WRITTEN PROBLEM →
Every line from the one with "of the yellow" to the end of the data needs to be copied exactly, and no line before it.

MATERIAL →

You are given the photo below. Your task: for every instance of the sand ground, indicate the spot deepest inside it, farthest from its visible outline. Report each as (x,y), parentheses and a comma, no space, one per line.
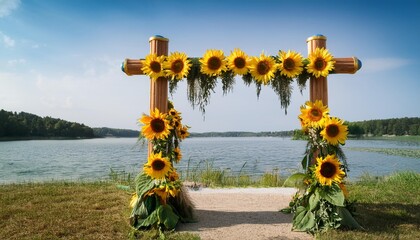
(247,213)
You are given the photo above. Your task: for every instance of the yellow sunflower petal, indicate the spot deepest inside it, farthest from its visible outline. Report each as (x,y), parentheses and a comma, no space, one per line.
(213,62)
(238,62)
(263,68)
(157,167)
(334,131)
(313,114)
(328,170)
(177,66)
(291,63)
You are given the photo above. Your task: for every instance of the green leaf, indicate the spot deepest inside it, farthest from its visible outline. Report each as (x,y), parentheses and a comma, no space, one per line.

ANSWER BELOW →
You are given the photo above. Your task: for every instance of the yellow sunflower petal, indicate the spot deepest inside it, farthest from its visible outline. Report each as (x,y), parentheses and a comma, no space, one per line.
(213,62)
(238,62)
(263,68)
(157,167)
(334,131)
(313,114)
(328,170)
(177,66)
(291,63)
You are given the photo above. Your task: for every instance of the green leaf, indicate the spot deepest inside it, farthest from its visible outline. Report each as (x,y), parentheses and a comma, no space, one per line.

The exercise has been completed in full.